> _Source excerpt_
The instructions required the jury to find that the defendant '* * * did sell * * *' the controlled substances. The statutes require only that distribution be proved. Distribution is defined in terms of 'delivery.' State v. McHorse, 85 N.M. 753, 517 P.2d 75 (Ct.App.1973). Delivery is defined as, '* * * the actual, constructive or attempted transfer from one person to another of a controlled substance. * * *' Section 54--11--2(G), N.M.S.A. 1953 (Vol. 8, pt. 2, Supp. 1973). No element of remuneration is required as the use of 'sale' tends to imply. In INSTRUCTION NO. 3 the court omitted any mention of mental state when it indicated the 'material allegations' to be proved. Yet § 54--11--20(B), supra, relating to the heroin count, makes it unlawful to, '* * * intentionally traffic. * * *' Section 54--11--22(A), supra, relating to the marijuana count, makes it unlawful to, '* * * intentionally distribute or possess with intent to distribute. * * *' Although the entrapment instruction mentions 'intent,' it does not say what must be intended. If the trial court had quoted the statutes, the jury would have learned that the trafficking of heroin and the distribution of marijuana had to be intentional. Even the titles of the two statutes involved were incorrectly stated. On this record, we cannot say that the jury was charged substantially in terms of the statutes. Since we hold that the trial court failed to instruct upon general criminal intent, we need not discuss the requirements for a sufficient instruction upon specific intent.

> _Source material_
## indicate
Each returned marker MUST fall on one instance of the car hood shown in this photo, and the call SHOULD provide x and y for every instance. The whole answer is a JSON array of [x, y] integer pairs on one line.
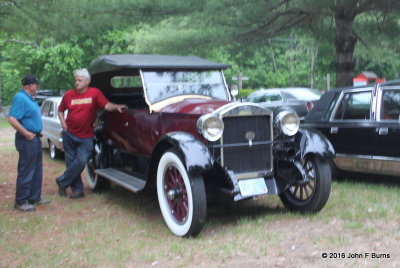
[[194, 106]]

> _Instruction_
Please carry on the jury-instruction opinion from its last sentence. The lines are separate material and have no connection to the jury-instruction opinion.

> _Output_
We deal with defendant's other contentions only briefly. The chain of custody issue is governed by our decision in State v. Chavez, 84 N.M. 760, 508 P.2d 30 (Ct.App.1973), and cases cited therein. The possibility of tampering with the evidence was too remote to require its exclusion. Defendant's own testimony contained sufficient evidence to convict him of aiding and abetting the distribution of marijuana. He testified that Baird, the seller, handed him two 'lids' of marijuana which he in turn handed to Kelly, the undercover agent. This is aiding and abetting the 'actual transfer' of marijuana. See § 54--11--2(G), supra. Defendant's arguments on sufficiency of the evidence and constitutionality are related to the sale of marijuana. Since sale is not involved in a...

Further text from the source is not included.